* [EXERCISE PASSAGE]:
· · · ·

Without a substitute for the First Draft, I started to write fragments and notes, resisting all forms of writing as I had done it. Yet, the identity with writing remained. I kept writing Me. The timeline for all of this crumbling and reconstituting self has been about 10 years now, and there are no magic bullets out of this quagmire—to mix a metaphor.
But Plato, via my friend Ashley over coffee recently, had a way of explaining this. Writing is NOT the same as the speaking person. How I understand this now is that, what is written is, by its medium of letters and paragraph structure, reflects just as much about the medium as it does about its author. It has its formal limitations and opportunities, just like other artistic mediums such as painting, drawing, television, film, sculpture, ceramics, or sidewalk chalk. A piece of writing stands on its own because of the material nature of language. Plato said that writing is always removed from its pure idea: a simulacrum of those ideas. Let me remind you, dear reader, of the Allegory of the Cave and Plato’s preoccupation with the original ideas, the Pure Forms, from which all of reality derive. Speech brings about insight into those forms that we grasp with our finely-trained human minds. Writing is a shadow on a wall of that pure light. “Don’t be confused by the shadows,” Plato advised.

· · · ·

* [WORK ORDER A]: List the other artistic mediums that the passage on writing and Plato names alongside writing.
* [WORK ORDER B]: Please pick up the passage on writing and Plato after its last sentence and carry it forward.

[Stored data]
· · · ·

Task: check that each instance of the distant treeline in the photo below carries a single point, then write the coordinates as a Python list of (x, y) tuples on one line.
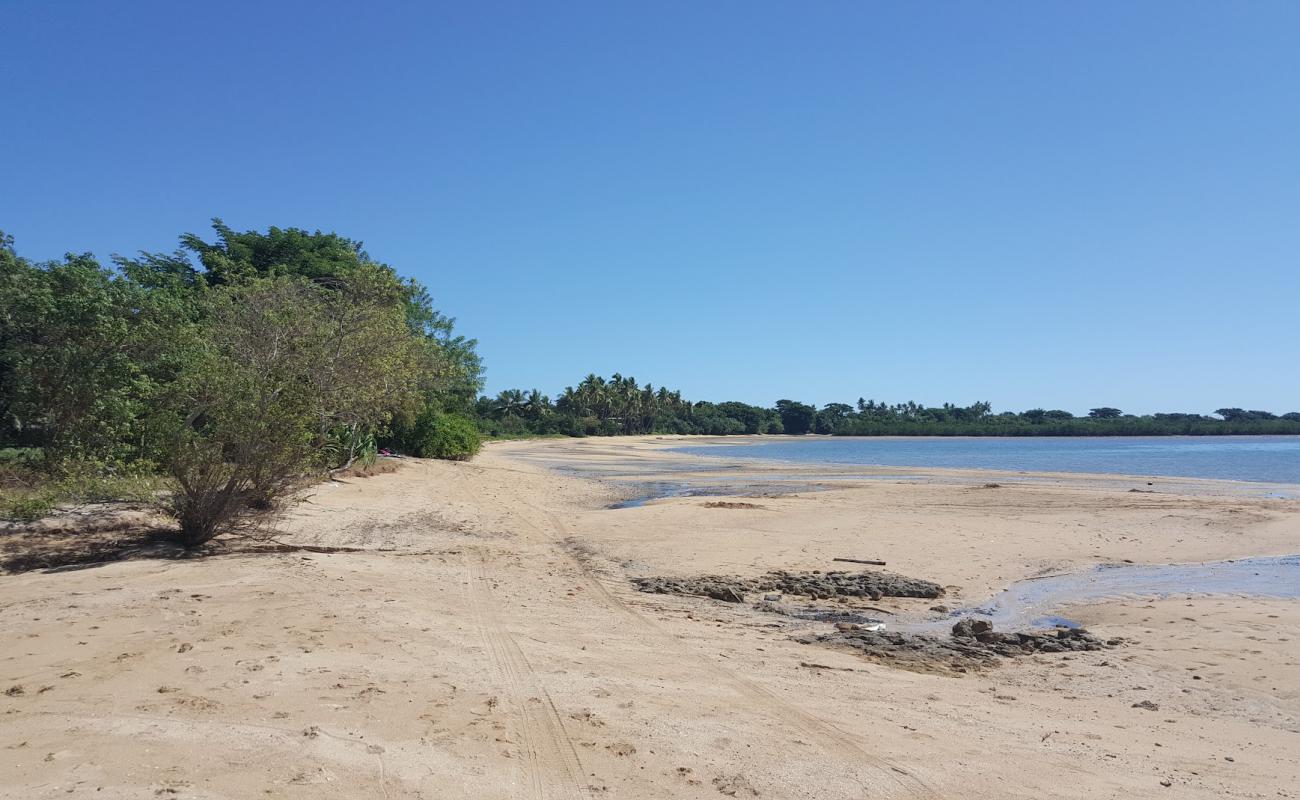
[(622, 406)]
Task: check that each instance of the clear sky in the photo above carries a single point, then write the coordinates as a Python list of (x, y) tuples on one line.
[(1058, 204)]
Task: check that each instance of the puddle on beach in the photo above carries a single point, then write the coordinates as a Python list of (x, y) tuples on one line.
[(1031, 604)]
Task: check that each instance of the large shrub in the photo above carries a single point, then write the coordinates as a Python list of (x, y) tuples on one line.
[(447, 436)]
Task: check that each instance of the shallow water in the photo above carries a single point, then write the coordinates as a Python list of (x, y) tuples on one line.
[(1247, 458), (1034, 602)]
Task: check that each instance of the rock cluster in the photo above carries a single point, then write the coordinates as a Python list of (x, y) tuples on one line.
[(973, 644), (1058, 640), (815, 584)]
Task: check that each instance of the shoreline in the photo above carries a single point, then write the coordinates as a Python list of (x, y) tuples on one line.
[(482, 638), (642, 448)]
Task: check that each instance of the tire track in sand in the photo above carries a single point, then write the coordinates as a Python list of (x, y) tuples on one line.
[(828, 736), (553, 769)]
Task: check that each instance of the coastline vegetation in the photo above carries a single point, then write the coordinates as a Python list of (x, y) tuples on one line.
[(220, 377), (620, 406), (216, 380)]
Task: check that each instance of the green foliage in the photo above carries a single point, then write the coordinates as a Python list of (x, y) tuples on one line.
[(27, 493), (619, 406), (241, 367), (78, 349), (796, 418), (447, 436)]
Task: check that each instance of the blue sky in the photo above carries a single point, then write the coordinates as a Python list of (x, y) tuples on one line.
[(1058, 204)]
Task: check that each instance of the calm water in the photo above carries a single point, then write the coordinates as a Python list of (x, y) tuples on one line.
[(1252, 458)]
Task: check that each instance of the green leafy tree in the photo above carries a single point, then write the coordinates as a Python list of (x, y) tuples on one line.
[(796, 418)]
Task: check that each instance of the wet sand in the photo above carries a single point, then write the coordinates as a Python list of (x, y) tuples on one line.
[(489, 643)]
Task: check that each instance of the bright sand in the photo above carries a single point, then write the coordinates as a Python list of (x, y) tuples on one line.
[(490, 645)]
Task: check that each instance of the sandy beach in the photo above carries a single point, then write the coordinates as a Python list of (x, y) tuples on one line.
[(481, 638)]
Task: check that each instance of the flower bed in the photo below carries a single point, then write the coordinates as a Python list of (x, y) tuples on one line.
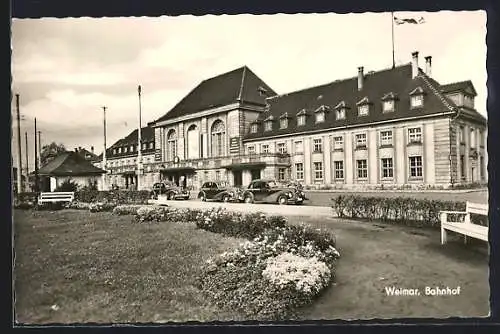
[(268, 278), (92, 207), (402, 210)]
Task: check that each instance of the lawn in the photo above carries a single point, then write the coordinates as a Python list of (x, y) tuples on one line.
[(375, 256), (75, 266)]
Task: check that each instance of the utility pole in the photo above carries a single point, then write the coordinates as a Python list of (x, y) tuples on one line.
[(19, 157), (392, 26), (27, 159), (37, 184), (40, 148), (139, 143), (104, 163)]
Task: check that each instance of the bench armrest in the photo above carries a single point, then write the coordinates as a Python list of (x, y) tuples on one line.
[(454, 212)]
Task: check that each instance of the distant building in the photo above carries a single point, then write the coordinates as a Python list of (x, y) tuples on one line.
[(68, 166), (86, 154), (388, 128), (121, 161)]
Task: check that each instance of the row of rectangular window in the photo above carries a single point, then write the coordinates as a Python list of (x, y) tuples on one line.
[(340, 114), (386, 139), (387, 169), (132, 148), (119, 163)]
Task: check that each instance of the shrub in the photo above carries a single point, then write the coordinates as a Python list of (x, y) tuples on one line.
[(78, 205), (304, 275), (402, 210), (67, 186), (122, 210), (219, 220), (101, 207), (113, 196)]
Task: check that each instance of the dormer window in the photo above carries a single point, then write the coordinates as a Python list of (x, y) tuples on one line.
[(417, 97), (253, 128), (262, 91), (284, 121), (320, 114), (340, 110), (388, 102), (320, 117), (301, 118), (363, 107), (468, 101), (268, 124)]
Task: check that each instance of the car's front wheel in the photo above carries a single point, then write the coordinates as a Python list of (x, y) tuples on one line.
[(282, 200)]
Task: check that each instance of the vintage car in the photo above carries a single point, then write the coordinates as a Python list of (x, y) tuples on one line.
[(294, 184), (170, 190), (220, 191), (271, 191)]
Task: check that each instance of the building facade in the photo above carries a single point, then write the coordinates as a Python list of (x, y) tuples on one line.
[(391, 128), (202, 137)]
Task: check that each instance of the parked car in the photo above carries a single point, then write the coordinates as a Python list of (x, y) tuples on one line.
[(170, 189), (270, 191), (220, 191), (296, 185)]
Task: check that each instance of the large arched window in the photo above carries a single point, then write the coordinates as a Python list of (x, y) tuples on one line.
[(171, 145), (193, 142), (218, 138)]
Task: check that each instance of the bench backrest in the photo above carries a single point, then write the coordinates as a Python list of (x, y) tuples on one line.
[(480, 209), (57, 195)]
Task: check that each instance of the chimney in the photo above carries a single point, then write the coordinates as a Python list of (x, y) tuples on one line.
[(414, 64), (360, 78), (428, 65)]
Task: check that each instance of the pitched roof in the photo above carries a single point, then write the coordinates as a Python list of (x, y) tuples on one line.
[(147, 135), (69, 164), (86, 153), (376, 86), (239, 85), (459, 86)]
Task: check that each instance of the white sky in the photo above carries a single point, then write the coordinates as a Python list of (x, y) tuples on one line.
[(66, 69)]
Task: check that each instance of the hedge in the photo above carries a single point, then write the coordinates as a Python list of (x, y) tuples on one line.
[(401, 210), (114, 196)]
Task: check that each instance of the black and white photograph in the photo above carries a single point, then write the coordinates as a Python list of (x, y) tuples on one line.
[(231, 168)]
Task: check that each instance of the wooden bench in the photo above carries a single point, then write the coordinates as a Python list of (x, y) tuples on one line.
[(54, 197), (465, 227)]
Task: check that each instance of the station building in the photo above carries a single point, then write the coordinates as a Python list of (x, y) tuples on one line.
[(390, 128)]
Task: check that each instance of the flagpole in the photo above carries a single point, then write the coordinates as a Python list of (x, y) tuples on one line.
[(139, 142), (392, 27)]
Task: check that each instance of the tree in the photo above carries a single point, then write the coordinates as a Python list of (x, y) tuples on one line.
[(50, 151)]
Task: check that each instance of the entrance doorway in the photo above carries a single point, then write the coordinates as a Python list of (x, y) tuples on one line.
[(255, 174), (238, 178)]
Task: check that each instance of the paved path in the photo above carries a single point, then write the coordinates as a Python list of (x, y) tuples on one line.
[(294, 210)]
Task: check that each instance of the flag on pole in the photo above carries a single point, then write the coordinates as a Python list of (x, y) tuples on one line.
[(399, 21)]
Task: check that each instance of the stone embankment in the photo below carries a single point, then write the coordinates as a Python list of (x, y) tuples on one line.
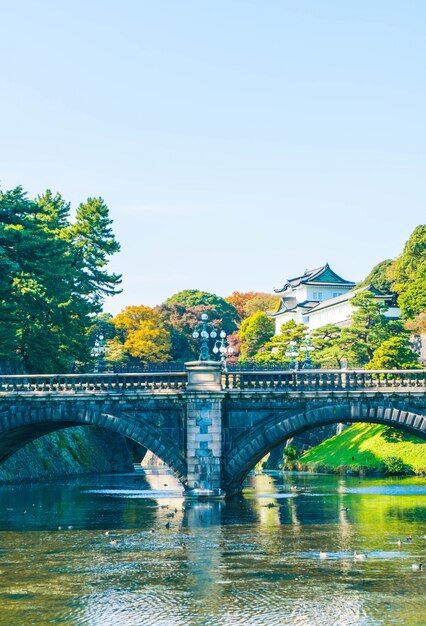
[(77, 450)]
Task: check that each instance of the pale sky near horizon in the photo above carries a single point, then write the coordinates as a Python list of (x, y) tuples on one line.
[(236, 142)]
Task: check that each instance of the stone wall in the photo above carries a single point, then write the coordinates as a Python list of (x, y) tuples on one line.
[(77, 450)]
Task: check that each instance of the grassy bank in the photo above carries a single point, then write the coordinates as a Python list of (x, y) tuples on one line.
[(367, 448)]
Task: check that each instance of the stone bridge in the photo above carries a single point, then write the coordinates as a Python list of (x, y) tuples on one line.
[(210, 427)]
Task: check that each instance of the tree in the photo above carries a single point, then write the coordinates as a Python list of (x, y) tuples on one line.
[(219, 308), (409, 274), (94, 241), (142, 334), (380, 277), (239, 299), (44, 317), (181, 313), (250, 302), (394, 353), (255, 332), (275, 350), (369, 328), (330, 350)]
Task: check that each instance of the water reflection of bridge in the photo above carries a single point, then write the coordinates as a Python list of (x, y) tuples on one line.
[(210, 428)]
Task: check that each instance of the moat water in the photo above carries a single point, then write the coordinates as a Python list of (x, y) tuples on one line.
[(96, 551)]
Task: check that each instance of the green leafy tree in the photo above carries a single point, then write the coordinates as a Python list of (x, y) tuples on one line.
[(94, 242), (369, 328), (255, 332), (274, 350), (394, 353), (181, 313), (44, 316), (409, 274), (380, 277), (330, 349)]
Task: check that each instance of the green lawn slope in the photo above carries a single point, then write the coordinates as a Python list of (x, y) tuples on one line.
[(370, 448)]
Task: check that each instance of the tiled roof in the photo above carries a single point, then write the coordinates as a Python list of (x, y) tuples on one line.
[(322, 275)]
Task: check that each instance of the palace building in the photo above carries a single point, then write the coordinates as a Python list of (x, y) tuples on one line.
[(320, 297)]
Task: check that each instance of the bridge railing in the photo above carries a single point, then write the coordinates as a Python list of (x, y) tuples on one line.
[(324, 380), (108, 382)]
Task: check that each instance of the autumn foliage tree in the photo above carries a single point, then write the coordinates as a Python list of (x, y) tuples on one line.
[(141, 337)]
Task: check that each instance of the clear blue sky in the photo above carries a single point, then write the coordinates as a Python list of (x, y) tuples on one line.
[(236, 142)]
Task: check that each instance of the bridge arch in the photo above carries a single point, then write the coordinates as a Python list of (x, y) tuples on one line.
[(257, 441), (23, 423)]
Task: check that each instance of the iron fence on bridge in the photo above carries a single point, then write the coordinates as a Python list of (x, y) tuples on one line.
[(241, 380)]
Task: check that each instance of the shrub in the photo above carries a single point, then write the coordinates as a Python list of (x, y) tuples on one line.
[(394, 465)]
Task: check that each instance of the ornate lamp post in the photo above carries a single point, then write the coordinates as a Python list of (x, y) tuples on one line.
[(292, 352), (307, 348), (220, 346), (99, 351), (204, 329)]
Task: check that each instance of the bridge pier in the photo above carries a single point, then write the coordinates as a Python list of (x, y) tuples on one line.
[(204, 397)]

· · · ·

* [WRITTEN REPLY A]: painting, drawing, television, film, sculpture, ceramics, sidewalk chalk

* [WRITTEN REPLY B]:
I am not here to explain or defend Plato, but to highlight that behind the recommendation of drafts is a philosophical insight: writing cannot represent all that can be said or thought. The self cannot fit into a piece of writing and efforts to do so will cause all manner of confusion. To honor these formal constraints, Ashley advocates writing quickly. And then go read for a week. Come back to what you write and, with the new insights, the forest will show itself.
This may be common sense to most of my readers, practices that you heartily engage and readily recommend to your students. But maybe there is another person out there who once was seen and heard using the technologies of writing, homework, or beautiful semester-end projects. Maybe another person got really strong, positive feedback from really kind, well-meaning teachers who praised her work but who inadvertently glued together procrastination, writing, and identity.
I take from this: I am not my writing. I write, but it gets away from me. It is a limited form of communication and of representation. I can continue this insight by writing a draft, sitting while it cools, and noticing that while I wrote it, it is barely “mine” anymore and hardly “me.”
What is a crucial part of your writing process? Does it echo, either favorably or discomfortingly, a moment in your past?